» **THE PROBLEM**
Below are the records. List every line holding the word "tent".

┌──

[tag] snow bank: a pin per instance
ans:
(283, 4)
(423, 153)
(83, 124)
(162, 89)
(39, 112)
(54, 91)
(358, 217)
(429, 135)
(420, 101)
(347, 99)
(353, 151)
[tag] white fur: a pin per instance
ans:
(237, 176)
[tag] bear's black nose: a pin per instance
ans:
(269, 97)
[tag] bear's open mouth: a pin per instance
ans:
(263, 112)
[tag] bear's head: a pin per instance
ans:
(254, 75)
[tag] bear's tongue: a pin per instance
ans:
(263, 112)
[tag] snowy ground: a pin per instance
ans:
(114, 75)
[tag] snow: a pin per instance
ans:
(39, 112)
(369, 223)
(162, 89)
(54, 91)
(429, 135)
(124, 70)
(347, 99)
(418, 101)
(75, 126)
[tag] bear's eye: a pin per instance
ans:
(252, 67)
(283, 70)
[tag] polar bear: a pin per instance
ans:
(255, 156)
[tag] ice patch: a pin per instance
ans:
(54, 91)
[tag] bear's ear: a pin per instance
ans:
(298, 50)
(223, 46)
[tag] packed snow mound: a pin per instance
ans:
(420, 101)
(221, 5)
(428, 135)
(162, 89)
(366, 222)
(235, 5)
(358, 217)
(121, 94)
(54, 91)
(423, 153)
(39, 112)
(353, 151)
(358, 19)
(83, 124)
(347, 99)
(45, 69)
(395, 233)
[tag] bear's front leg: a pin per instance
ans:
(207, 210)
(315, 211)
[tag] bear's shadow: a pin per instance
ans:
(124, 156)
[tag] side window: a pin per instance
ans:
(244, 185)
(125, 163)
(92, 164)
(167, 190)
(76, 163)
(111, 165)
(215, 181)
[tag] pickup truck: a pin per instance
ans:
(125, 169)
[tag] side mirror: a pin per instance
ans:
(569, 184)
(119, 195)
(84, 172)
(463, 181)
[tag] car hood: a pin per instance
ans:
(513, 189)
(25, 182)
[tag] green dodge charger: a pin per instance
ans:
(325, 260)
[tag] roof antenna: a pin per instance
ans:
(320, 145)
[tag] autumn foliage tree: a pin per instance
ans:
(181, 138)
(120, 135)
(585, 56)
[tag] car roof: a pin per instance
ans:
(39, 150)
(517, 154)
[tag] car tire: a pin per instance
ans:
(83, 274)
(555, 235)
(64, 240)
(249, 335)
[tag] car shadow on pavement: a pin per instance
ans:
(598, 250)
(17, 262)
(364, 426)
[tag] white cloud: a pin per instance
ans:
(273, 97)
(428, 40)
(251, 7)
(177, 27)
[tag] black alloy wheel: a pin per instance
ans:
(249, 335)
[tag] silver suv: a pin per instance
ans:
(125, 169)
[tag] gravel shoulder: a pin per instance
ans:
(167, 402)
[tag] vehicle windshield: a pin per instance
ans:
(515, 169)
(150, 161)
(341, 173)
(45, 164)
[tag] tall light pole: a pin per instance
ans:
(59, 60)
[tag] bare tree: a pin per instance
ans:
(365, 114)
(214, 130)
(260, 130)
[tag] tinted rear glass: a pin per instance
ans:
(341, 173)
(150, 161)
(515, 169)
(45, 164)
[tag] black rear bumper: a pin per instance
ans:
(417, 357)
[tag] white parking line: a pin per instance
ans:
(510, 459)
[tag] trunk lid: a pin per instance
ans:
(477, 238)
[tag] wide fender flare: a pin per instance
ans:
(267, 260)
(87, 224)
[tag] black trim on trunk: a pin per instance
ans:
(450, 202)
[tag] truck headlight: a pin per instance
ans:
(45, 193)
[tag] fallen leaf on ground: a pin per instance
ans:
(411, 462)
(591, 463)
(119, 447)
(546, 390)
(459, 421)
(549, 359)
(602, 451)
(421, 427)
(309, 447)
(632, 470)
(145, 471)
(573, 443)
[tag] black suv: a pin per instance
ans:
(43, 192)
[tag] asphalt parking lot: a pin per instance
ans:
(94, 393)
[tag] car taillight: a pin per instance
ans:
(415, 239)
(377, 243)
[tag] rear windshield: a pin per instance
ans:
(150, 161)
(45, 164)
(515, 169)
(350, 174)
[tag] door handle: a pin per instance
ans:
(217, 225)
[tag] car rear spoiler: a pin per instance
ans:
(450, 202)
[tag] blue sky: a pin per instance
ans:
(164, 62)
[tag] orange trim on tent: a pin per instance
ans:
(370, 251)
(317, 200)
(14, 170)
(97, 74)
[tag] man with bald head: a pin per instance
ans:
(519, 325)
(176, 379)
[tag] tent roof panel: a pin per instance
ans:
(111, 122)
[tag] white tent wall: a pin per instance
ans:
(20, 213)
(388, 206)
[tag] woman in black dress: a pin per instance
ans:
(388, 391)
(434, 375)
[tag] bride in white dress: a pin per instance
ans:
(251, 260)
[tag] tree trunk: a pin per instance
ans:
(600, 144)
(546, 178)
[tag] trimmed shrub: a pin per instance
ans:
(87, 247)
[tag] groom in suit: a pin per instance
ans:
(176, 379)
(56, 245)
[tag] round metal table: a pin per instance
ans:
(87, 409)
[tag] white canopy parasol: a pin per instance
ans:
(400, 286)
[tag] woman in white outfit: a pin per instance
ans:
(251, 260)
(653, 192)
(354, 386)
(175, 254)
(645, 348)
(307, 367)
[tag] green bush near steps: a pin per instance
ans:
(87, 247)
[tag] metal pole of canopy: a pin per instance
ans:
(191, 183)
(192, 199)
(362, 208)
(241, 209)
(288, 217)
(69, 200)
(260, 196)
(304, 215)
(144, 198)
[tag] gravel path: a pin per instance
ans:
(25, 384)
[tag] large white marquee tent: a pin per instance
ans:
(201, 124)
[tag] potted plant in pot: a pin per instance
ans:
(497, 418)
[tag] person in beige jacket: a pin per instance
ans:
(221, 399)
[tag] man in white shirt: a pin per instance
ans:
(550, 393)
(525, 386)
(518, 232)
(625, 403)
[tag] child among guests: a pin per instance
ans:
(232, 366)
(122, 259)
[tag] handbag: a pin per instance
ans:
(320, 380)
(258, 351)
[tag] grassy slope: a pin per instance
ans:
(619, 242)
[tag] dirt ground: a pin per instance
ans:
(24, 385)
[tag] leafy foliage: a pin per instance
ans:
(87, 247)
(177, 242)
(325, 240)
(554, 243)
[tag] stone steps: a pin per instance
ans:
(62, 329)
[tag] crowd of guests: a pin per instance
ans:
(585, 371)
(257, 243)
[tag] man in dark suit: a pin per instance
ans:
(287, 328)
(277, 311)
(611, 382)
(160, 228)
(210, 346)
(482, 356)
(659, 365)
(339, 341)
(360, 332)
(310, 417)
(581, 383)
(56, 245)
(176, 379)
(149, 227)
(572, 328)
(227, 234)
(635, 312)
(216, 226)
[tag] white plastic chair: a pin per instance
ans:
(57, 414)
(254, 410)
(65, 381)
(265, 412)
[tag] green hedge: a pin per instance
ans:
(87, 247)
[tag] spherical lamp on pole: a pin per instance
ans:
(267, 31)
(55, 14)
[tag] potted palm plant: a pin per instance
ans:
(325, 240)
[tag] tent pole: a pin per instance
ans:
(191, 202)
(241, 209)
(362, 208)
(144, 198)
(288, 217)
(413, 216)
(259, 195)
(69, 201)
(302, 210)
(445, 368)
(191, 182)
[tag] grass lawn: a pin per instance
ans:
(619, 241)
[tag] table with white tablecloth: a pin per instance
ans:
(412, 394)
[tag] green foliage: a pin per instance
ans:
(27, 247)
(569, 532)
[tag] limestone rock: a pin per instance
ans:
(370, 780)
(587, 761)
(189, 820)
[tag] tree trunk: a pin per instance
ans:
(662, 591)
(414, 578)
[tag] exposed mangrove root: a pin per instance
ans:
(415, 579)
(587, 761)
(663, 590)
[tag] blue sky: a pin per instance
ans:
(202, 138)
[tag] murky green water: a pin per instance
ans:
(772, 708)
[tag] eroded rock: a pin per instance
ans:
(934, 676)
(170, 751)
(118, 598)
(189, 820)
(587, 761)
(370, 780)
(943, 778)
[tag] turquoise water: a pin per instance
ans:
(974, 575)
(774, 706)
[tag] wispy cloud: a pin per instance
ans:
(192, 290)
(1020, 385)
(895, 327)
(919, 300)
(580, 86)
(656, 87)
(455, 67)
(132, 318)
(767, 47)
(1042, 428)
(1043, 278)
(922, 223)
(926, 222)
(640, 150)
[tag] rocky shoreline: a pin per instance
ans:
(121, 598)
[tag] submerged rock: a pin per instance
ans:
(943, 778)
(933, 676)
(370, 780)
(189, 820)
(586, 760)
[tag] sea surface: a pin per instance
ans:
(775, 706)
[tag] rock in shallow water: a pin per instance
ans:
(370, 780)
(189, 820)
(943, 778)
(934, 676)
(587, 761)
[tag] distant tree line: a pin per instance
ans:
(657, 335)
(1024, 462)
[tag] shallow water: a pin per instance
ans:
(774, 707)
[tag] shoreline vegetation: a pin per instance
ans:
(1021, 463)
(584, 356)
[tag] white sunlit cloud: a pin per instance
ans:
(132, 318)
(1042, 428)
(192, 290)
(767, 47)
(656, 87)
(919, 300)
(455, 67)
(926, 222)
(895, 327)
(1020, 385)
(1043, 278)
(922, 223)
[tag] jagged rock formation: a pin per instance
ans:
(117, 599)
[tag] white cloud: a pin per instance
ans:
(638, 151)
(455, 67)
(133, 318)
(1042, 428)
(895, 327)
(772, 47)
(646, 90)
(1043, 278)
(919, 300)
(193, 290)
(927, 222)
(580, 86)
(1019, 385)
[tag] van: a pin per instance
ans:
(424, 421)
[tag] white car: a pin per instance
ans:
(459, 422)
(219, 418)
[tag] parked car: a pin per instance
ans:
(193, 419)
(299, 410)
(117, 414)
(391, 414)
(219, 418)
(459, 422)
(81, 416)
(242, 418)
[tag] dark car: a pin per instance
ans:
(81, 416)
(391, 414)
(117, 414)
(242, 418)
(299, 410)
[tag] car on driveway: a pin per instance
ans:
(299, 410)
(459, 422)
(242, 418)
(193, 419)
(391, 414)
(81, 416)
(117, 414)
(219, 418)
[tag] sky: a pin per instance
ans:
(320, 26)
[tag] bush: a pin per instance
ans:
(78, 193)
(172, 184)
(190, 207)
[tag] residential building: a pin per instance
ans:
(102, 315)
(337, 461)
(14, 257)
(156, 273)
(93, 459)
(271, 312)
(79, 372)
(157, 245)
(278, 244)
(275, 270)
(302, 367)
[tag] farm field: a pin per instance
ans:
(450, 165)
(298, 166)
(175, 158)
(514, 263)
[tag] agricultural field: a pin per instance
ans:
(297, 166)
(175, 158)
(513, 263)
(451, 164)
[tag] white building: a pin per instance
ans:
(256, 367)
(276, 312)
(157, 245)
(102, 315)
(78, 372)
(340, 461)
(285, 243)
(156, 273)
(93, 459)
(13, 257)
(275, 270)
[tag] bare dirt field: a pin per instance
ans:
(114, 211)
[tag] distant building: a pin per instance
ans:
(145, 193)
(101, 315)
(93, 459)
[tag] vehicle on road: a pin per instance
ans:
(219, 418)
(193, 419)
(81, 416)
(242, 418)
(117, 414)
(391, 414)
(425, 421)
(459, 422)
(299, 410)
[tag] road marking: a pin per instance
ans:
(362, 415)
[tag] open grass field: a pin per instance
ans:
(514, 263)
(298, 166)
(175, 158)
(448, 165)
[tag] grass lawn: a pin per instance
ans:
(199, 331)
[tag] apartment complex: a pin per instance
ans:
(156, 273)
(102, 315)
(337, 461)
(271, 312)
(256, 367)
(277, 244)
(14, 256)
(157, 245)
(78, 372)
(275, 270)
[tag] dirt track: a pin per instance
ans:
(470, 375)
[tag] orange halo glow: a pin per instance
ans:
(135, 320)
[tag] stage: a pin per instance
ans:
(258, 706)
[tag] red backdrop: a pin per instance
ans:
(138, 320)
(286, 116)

└──

» **ANSWER TO THE EXERCISE**
[tag] orange trim on tent: a pin per instance
[tag] tent roof panel: a pin per instance
[tag] white tent wall: a pin per instance
[tag] large white marquee tent: a pin per instance
[tag] tent pole: a pin per instance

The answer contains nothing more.